COBB Fiesta ST Downpipe Roaring Upgrade

COBB Fiesta ST Downpipe vs Stock

Here’s my favorite Fiesta ST mod, the COBB Tuning Ford Fiesta ST Downpipe. It’s a beautiful piece of fabrication, really opens up the exhaust system and sounds amazing. However, it’s a mod that doesn’t come early in the game.

The COBB Tuning Fiesta ST Catted Downpipe is a direct factory replacement made of 304 stainless steel. It features a precision cast/machined turbo flange for perfect fit, a high-flow 200-cell metal spun catalytic converter and a smaller and stiffer flex unit than that of the factory Ford downpipe.

The COBB Fiesta ST Downpipe is also lighter than stock and loses the stock heatshield. Of course, it also has the pre-cat and post-cat O2 sensor bungs.

● **Record set**

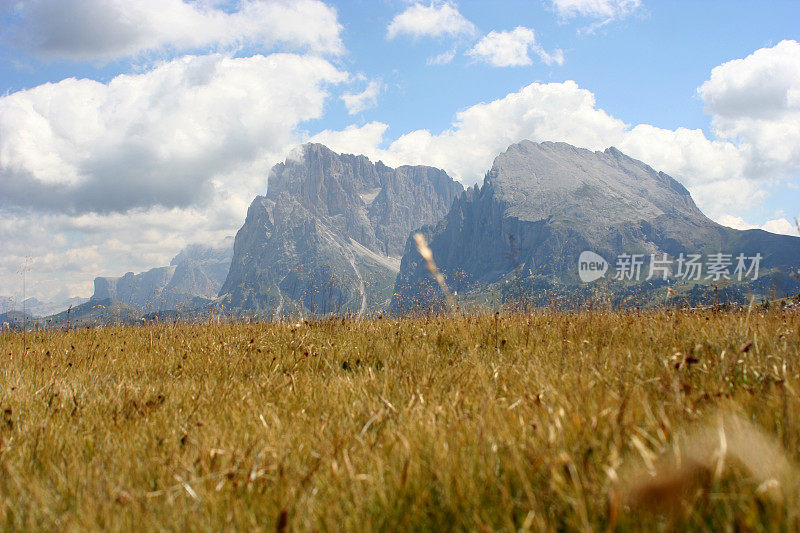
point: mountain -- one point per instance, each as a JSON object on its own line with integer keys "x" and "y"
{"x": 16, "y": 321}
{"x": 38, "y": 308}
{"x": 193, "y": 278}
{"x": 543, "y": 204}
{"x": 328, "y": 235}
{"x": 96, "y": 312}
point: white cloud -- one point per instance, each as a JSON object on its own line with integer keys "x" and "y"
{"x": 756, "y": 102}
{"x": 603, "y": 11}
{"x": 510, "y": 49}
{"x": 103, "y": 178}
{"x": 441, "y": 59}
{"x": 432, "y": 20}
{"x": 779, "y": 225}
{"x": 109, "y": 29}
{"x": 158, "y": 138}
{"x": 353, "y": 139}
{"x": 715, "y": 171}
{"x": 366, "y": 99}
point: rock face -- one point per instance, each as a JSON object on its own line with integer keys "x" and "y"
{"x": 194, "y": 275}
{"x": 328, "y": 235}
{"x": 542, "y": 204}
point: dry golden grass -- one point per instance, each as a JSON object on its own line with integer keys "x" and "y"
{"x": 587, "y": 421}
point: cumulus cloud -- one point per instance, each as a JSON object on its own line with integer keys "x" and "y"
{"x": 441, "y": 59}
{"x": 511, "y": 49}
{"x": 756, "y": 101}
{"x": 105, "y": 178}
{"x": 366, "y": 99}
{"x": 602, "y": 11}
{"x": 109, "y": 29}
{"x": 157, "y": 138}
{"x": 779, "y": 225}
{"x": 432, "y": 20}
{"x": 716, "y": 171}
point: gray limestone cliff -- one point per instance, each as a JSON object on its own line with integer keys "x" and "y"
{"x": 542, "y": 204}
{"x": 328, "y": 235}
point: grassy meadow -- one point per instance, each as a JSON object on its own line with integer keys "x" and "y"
{"x": 594, "y": 421}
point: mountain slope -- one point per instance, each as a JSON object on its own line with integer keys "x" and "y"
{"x": 543, "y": 204}
{"x": 328, "y": 235}
{"x": 193, "y": 276}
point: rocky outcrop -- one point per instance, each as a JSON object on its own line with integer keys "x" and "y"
{"x": 193, "y": 278}
{"x": 542, "y": 204}
{"x": 328, "y": 235}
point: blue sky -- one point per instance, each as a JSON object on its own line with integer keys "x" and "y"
{"x": 179, "y": 108}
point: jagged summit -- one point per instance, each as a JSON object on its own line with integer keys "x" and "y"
{"x": 543, "y": 204}
{"x": 328, "y": 234}
{"x": 595, "y": 190}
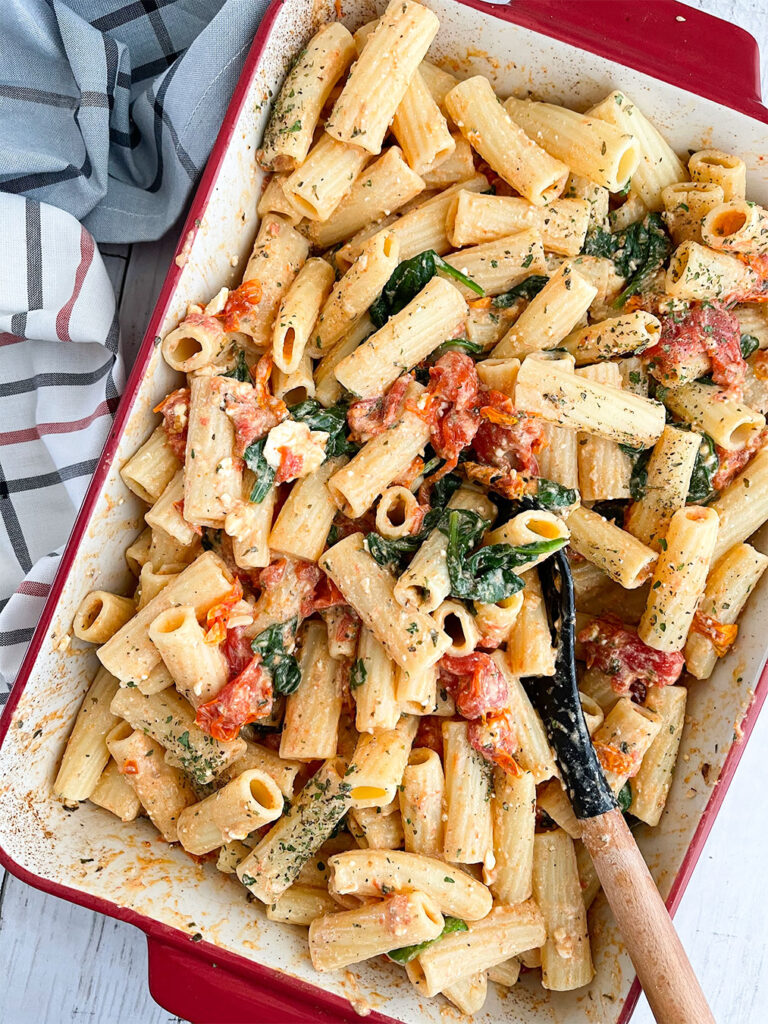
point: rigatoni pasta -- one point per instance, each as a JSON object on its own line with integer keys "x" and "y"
{"x": 448, "y": 358}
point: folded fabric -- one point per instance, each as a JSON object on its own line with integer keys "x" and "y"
{"x": 110, "y": 109}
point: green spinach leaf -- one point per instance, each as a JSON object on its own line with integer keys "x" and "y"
{"x": 358, "y": 675}
{"x": 457, "y": 345}
{"x": 264, "y": 473}
{"x": 488, "y": 574}
{"x": 708, "y": 462}
{"x": 525, "y": 290}
{"x": 406, "y": 953}
{"x": 624, "y": 798}
{"x": 408, "y": 280}
{"x": 272, "y": 644}
{"x": 333, "y": 421}
{"x": 554, "y": 496}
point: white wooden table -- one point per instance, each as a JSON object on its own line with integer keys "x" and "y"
{"x": 65, "y": 965}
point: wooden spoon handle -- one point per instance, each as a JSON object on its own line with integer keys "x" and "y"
{"x": 663, "y": 968}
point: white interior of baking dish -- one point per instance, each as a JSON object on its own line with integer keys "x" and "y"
{"x": 129, "y": 864}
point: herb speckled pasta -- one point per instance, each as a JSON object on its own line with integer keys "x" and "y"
{"x": 471, "y": 333}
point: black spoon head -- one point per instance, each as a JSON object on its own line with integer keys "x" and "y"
{"x": 556, "y": 698}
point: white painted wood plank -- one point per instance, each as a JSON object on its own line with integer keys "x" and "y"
{"x": 146, "y": 270}
{"x": 61, "y": 964}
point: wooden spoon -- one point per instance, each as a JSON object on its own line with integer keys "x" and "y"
{"x": 663, "y": 968}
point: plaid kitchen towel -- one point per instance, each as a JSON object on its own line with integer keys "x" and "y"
{"x": 109, "y": 111}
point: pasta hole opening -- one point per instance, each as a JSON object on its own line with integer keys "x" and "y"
{"x": 545, "y": 528}
{"x": 262, "y": 794}
{"x": 170, "y": 622}
{"x": 678, "y": 266}
{"x": 728, "y": 222}
{"x": 719, "y": 160}
{"x": 288, "y": 344}
{"x": 627, "y": 164}
{"x": 421, "y": 756}
{"x": 186, "y": 348}
{"x": 453, "y": 625}
{"x": 742, "y": 434}
{"x": 396, "y": 513}
{"x": 303, "y": 206}
{"x": 92, "y": 612}
{"x": 296, "y": 395}
{"x": 368, "y": 793}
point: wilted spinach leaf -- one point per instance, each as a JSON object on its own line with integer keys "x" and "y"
{"x": 408, "y": 280}
{"x": 638, "y": 251}
{"x": 553, "y": 496}
{"x": 281, "y": 664}
{"x": 333, "y": 421}
{"x": 525, "y": 290}
{"x": 457, "y": 345}
{"x": 624, "y": 798}
{"x": 240, "y": 371}
{"x": 749, "y": 344}
{"x": 358, "y": 675}
{"x": 488, "y": 574}
{"x": 705, "y": 468}
{"x": 406, "y": 953}
{"x": 264, "y": 473}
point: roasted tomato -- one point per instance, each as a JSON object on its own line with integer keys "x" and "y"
{"x": 246, "y": 698}
{"x": 241, "y": 305}
{"x": 218, "y": 616}
{"x": 452, "y": 406}
{"x": 720, "y": 635}
{"x": 475, "y": 683}
{"x": 429, "y": 733}
{"x": 706, "y": 331}
{"x": 253, "y": 409}
{"x": 508, "y": 439}
{"x": 495, "y": 737}
{"x": 619, "y": 651}
{"x": 175, "y": 411}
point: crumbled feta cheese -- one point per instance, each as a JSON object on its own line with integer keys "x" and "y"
{"x": 217, "y": 303}
{"x": 309, "y": 445}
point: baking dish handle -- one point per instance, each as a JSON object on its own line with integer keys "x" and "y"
{"x": 665, "y": 39}
{"x": 196, "y": 985}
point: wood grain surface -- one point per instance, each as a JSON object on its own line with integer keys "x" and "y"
{"x": 65, "y": 965}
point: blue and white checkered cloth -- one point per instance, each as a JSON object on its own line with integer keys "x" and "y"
{"x": 110, "y": 109}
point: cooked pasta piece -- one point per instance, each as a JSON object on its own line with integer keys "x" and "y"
{"x": 307, "y": 86}
{"x": 468, "y": 838}
{"x": 503, "y": 144}
{"x": 668, "y": 479}
{"x": 729, "y": 584}
{"x": 566, "y": 957}
{"x": 651, "y": 783}
{"x": 373, "y": 872}
{"x": 513, "y": 808}
{"x": 351, "y": 936}
{"x": 658, "y": 165}
{"x": 718, "y": 168}
{"x": 421, "y": 798}
{"x": 679, "y": 578}
{"x": 603, "y": 153}
{"x": 100, "y": 614}
{"x": 310, "y": 728}
{"x": 392, "y": 53}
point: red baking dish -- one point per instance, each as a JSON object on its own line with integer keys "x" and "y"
{"x": 246, "y": 968}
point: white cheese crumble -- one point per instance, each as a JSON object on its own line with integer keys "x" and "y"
{"x": 308, "y": 444}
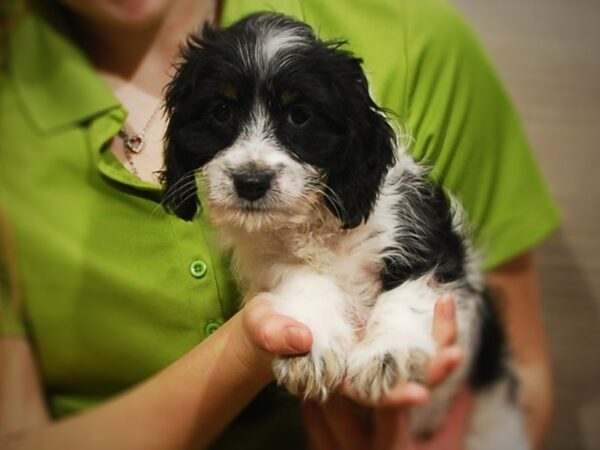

● **What you are asked to do**
Decide whether each statement agrees with the downpipe article, answering yes or no and quoting the article's deciding words. 1. The downpipe is built from 304 stainless steel. 2. The downpipe keeps the stock heatshield. 3. Its flex unit is larger than the one on the factory Ford downpipe. The items are not needed here.

● **Answer to this exercise**
1. Yes: "made of 304 stainless steel"
2. No: "loses the stock heatshield"
3. No: "a smaller and stiffer flex unit than that of the factory Ford downpipe"